------ Task data ------
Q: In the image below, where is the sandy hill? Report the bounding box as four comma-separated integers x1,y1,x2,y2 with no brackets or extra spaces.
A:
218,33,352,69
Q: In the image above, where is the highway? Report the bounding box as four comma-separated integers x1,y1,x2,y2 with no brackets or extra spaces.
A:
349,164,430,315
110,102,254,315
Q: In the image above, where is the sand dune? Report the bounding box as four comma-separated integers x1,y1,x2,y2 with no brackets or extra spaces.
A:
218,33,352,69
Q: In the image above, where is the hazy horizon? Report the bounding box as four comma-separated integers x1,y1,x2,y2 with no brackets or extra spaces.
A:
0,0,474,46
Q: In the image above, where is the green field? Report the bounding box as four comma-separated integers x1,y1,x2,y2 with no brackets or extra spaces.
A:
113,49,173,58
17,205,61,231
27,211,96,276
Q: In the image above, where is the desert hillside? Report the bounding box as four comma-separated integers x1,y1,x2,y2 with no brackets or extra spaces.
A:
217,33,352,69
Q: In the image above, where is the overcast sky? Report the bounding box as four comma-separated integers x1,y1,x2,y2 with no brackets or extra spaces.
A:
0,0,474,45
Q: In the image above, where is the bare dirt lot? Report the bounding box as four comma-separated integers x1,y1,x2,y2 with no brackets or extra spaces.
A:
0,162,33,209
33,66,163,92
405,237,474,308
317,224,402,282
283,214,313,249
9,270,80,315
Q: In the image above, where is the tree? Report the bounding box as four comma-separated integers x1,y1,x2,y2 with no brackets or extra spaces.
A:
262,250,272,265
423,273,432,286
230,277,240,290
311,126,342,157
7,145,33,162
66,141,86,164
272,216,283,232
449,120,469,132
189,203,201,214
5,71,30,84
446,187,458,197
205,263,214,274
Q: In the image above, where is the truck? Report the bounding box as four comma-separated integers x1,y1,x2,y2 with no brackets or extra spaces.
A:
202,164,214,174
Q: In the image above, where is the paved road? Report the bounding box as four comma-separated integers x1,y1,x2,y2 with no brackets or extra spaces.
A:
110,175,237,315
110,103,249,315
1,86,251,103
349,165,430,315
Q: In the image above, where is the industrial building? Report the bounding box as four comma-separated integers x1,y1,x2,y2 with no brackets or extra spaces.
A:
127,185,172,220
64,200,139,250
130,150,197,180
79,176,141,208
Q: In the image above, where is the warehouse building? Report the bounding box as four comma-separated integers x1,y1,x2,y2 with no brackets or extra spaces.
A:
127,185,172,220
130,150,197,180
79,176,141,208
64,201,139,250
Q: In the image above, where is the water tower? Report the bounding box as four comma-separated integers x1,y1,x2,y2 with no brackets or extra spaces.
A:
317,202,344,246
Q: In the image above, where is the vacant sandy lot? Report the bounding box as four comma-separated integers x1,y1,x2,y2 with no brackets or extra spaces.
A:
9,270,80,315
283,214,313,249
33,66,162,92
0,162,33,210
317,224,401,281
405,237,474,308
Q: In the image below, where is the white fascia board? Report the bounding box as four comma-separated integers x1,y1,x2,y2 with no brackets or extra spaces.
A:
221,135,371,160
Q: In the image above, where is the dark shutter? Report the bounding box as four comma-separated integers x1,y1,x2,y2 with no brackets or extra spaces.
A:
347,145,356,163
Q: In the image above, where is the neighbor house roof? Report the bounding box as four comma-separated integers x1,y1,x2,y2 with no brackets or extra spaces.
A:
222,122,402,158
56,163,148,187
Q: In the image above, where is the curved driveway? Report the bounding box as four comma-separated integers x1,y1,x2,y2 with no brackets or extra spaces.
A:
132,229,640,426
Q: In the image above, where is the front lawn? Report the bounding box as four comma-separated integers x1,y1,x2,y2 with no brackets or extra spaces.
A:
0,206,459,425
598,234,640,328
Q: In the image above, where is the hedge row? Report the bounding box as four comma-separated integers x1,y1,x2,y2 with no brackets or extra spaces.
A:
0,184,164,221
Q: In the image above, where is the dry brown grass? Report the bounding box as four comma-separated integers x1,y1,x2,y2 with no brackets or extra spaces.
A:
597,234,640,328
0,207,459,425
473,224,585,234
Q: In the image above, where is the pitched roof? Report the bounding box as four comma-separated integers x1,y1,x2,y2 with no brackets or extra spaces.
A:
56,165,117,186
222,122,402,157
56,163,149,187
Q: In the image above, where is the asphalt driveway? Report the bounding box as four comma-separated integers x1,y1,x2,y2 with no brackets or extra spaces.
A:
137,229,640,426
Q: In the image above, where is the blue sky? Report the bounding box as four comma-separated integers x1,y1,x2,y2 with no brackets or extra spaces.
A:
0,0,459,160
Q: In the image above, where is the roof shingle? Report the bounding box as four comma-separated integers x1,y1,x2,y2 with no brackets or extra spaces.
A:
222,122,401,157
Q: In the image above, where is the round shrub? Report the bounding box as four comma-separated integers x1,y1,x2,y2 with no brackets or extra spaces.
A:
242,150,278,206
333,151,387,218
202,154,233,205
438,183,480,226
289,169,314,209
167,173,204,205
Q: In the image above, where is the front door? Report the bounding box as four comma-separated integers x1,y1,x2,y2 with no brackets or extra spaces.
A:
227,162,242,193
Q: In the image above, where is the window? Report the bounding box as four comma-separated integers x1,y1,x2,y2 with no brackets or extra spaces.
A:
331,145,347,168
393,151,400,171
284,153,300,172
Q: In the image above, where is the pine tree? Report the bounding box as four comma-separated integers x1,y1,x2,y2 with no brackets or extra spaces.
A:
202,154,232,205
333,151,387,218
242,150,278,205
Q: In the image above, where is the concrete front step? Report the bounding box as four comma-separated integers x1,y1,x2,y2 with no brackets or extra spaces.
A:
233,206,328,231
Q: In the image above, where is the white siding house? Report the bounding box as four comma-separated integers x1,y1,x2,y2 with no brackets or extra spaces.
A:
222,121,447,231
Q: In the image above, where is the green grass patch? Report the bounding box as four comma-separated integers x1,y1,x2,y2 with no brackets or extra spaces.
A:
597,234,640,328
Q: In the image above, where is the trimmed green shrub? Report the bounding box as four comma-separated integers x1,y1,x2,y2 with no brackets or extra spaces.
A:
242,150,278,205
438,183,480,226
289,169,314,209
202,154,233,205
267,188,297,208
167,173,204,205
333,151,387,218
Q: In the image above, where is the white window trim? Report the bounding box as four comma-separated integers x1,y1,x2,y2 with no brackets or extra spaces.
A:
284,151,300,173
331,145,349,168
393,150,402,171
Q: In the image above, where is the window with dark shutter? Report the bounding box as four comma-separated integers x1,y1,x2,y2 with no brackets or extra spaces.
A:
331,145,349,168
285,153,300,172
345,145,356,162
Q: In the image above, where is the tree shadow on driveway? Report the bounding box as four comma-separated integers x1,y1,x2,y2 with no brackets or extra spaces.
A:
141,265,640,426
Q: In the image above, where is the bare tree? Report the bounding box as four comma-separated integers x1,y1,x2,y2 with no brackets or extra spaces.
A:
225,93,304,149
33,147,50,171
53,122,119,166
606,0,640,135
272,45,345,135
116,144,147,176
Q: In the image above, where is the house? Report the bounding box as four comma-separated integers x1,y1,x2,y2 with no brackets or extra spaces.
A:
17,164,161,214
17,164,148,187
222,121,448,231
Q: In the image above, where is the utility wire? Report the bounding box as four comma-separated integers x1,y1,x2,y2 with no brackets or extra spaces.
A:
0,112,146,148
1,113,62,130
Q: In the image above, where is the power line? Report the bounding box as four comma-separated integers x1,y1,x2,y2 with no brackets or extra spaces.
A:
------
Retype every item above word for word, in the same order.

Q: In the image below, where is the sandy hill? Report the bounding box as four comma-separated integers x1,y1,x2,y2 with no brackets or extra spaces.
A:
218,33,352,69
Q: In the image above, where is the highway? Report the bounding box as four comma-separated integers x1,y1,x2,y2 with no brackets or extra spaces.
A:
349,164,430,315
110,102,254,315
Q: In the image above, where is the sand dune? Report the bounding box as four comma-separated integers x1,y1,x2,y2 with no brackets or extra spaces.
A:
218,33,352,69
Q: In the image above, where is the hazy horizon? Report the bounding box as four comma-separated integers x1,y1,x2,y2 with no brackets or extra spaces.
A:
0,0,474,46
Q: In the image above, where is the green field? Report the bounding box as four comma-separated integers x1,y1,x2,y2 with no brackets or extra spaces.
A:
113,49,173,58
17,205,61,231
27,211,96,276
Q: In the image above, where is the desert hillside? Report the bounding box as four comma-separated integers x1,y1,x2,y2 with no brackets or extra spaces.
A:
217,33,352,69
Q: In the image above, where is the overcast sky? Report the bounding box as four comma-separated integers x1,y1,x2,y2 with no brackets or extra spaces.
A:
0,0,474,45
Q: In the image above, where is the bare dirt lot? Report the bounding box as four comma-separated integers x1,y1,x2,y2 with no brackets or extra spaces.
A:
0,162,33,209
33,66,163,92
405,237,474,308
317,224,402,282
283,214,313,249
9,270,80,315
Q: In the image above, where is the tree? Report the bounding box as four comma-separated integers x1,y1,x2,y2 with no brackets or extra spaces.
A:
262,250,272,265
423,273,432,286
230,277,240,290
311,126,342,157
7,145,33,162
66,141,86,164
272,216,283,232
449,120,469,132
189,203,201,214
5,71,30,84
446,187,458,197
205,263,214,274
Q: In the image above, where is the truck? Report the bounding box as four comma-separated integers x1,y1,x2,y2 with no brackets or extra spaces.
A:
202,164,214,174
Q: In the image above, where is the paved road? Report the bounding box as four comma-separated integers x1,y1,x2,y2 with no brackets or extra spaces.
A:
110,175,237,315
110,103,249,315
1,86,251,103
349,165,430,315
Q: In the image above, where is the industrial building? Report the bounding box as four comma-separated integers x1,y1,x2,y2 with no brackets or extra spaces.
A:
127,185,172,220
64,200,139,250
130,150,197,180
79,176,141,208
Q: In the image above, where is the warehouse building? Report the bounding box as four comma-separated integers x1,y1,x2,y2 with no brackets or extra spaces.
A:
127,185,172,220
130,150,197,180
79,176,141,208
64,201,139,250
Q: In the image above, where is the water tower? Report the bounding box as four comma-separated integers x1,y1,x2,y2 with no brackets or extra spaces.
A:
317,202,344,246
Q: In the image above, where is the vacant sandy lot? Report the bounding box as four comma-separated integers x1,y1,x2,y2 with no brackets or extra spaces.
A:
9,270,80,315
283,214,313,249
33,66,162,92
0,162,33,210
317,224,401,281
405,237,474,308
Q: In the image below, where is the white fascia board? Report the bounding box as four comma-separated integers x1,y1,x2,y2 with no brackets or extra spaces.
A:
221,135,371,160
Q: In the image above, where is the dark shutter? Report the bounding box as four comma-separated integers x1,y1,x2,y2 with no brackets or extra spaces.
A:
347,145,356,163
Q: In the image above, where is the neighbor house roof? Report the bounding box as four comma-separated integers x1,y1,x2,y2 with no brackets or extra spaces.
A:
222,122,402,158
56,163,148,187
Q: In the image above, where is the curved driveway? Report the bounding box as four comma-separated integers x1,y1,x2,y2 with no brackets or extra spaces.
A:
132,229,640,426
Q: In the image above, where is the front lawn? Report the bounding box as four comma-separated integers x1,y1,x2,y2 with no brackets or extra spaces.
A:
0,206,459,425
598,234,640,328
Q: In the image above, where is the hedge row? Report the bounding box as four comma-separated integers x1,y1,x2,y2 with no brackets or extra spaces.
A:
0,184,164,221
Q: In the image above, where is the dry brown grass? Report the bounding box as four comma-separated integers x1,y1,x2,y2 with no brackets or extra spaces.
A:
597,234,640,328
0,207,459,425
473,224,585,234
Q: In the image above, where is the pitched roof? Report the bounding box as four comma-separated integers x1,y1,x2,y2 with no brackets or extra spaces.
A:
56,165,117,186
222,122,402,157
56,163,149,187
Q: In the image above, where is the asphalt driveway? Report the bounding box as four comma-separated integers x1,y1,x2,y2 with no brackets or extra spaces.
A:
137,229,640,426
Q: In the image above, where is the blue sky? Report the bounding box as four comma-separated integers x1,y1,x2,y2 with no brackets or extra spaces.
A:
0,0,459,160
Q: In the image above, where is the roof shingle? Report the bounding box as four comma-separated integers x1,y1,x2,y2 with no brackets or extra spaces.
A:
222,122,401,157
Q: In the image above, where is the round shrub? Report the bounding box as four comma-separated integers x1,y1,x2,y2 with no brackets or extra spaces.
A:
242,150,278,206
333,151,387,218
202,154,233,205
438,183,480,226
289,169,314,209
167,173,204,205
Q: In the image above, where is the front door? Report the bounding box as four comma-separated integers x1,y1,x2,y2 with no brackets or extra spaces.
A:
227,162,242,193
Q: In the image above, where is the window? Report the bounding box as four comma-separated integers x1,y1,x2,y2 with no brackets or extra spaces.
A:
331,145,347,168
393,151,400,171
284,153,300,172
Q: In the image above, where is the pine tree? Report the bounding box as four comma-separated integers x1,y1,x2,y2 with no brackets or extra spaces.
A:
202,154,232,205
333,151,387,218
242,150,278,205
Q: In the image above, where is the concrete front step? Report the bounding box as four comma-separated integers x1,y1,x2,y2 with no brackets or extra spaces.
A:
233,206,328,231
Q: In the image above, where is the white siding house? Report the bounding box as four comma-separated integers x1,y1,x2,y2 with no brackets or extra spaces.
A:
222,121,447,231
Q: In the image above, where is the green grass patch? Report the bounding box as four comma-separated integers x1,y1,x2,y2 with no brackets or extra spaces.
A:
597,234,640,328
Q: In the image above, where is the trimmed green shrub? Report the bounding box as four comma-separated integers x1,y1,x2,y2 with no brackets or extra spaces.
A:
242,150,278,205
438,183,480,226
289,169,314,209
202,154,233,205
267,188,297,208
167,173,204,205
333,151,387,218
Q: In the image above, where is the white window trim? Report the bounding box as four comma-separated integers x1,y1,x2,y2 with no brackets or extra spaces.
A:
284,151,300,173
331,145,349,168
393,150,402,171
Q: In the image above, where is the window with dark shutter? Report the bounding box as four comma-separated integers x1,y1,x2,y2 with no brackets or extra spaces.
A:
331,145,349,168
285,153,300,172
345,145,356,162
Q: In the image above, where is the tree shadow on driveway? Report the bounding box as four comma-separated integers x1,y1,x2,y2 with no brackets or extra spaces.
A:
141,265,640,426
Q: In the image above, where is the bare tree? Report the bounding box as four comma-separated integers x1,y1,x2,y2 with no brackets or extra spaces.
A:
225,93,304,149
33,147,50,171
53,122,119,166
606,0,640,135
272,45,345,135
116,144,147,176
Q: In the image above, where is the house? Report the bounding box as four comma-separated integers x1,y1,x2,y2 with no brackets or extra spaces.
A:
17,164,161,214
17,164,148,187
222,121,448,231
Q: In the image above, where is the utility wire? Report the bounding box as four comma-separated integers x1,y1,x2,y2 with no brackets or extra spaces.
A:
0,112,146,148
1,113,62,130
Q: In the image above, where is the power line? Report the bounding box as four comma-separated integers x1,y1,x2,y2 with no brackets or extra spaces.
A:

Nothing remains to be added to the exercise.